> [Task description] Present every line of the items below as a Markdown table with the columns "No." and "Line," numbering each row and omitting any blank lines.

═══ Records to use

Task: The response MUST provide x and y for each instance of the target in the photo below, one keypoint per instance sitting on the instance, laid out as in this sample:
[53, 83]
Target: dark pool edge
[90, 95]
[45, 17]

══════

> [Answer for this exercise]
| No. | Line |
|---|---|
| 1 | Task: The response MUST provide x and y for each instance of the target in the photo below, one keypoint per instance sitting on the instance, laid out as in this sample: |
| 2 | [53, 83] |
| 3 | Target: dark pool edge |
| 4 | [90, 95] |
| 5 | [45, 17] |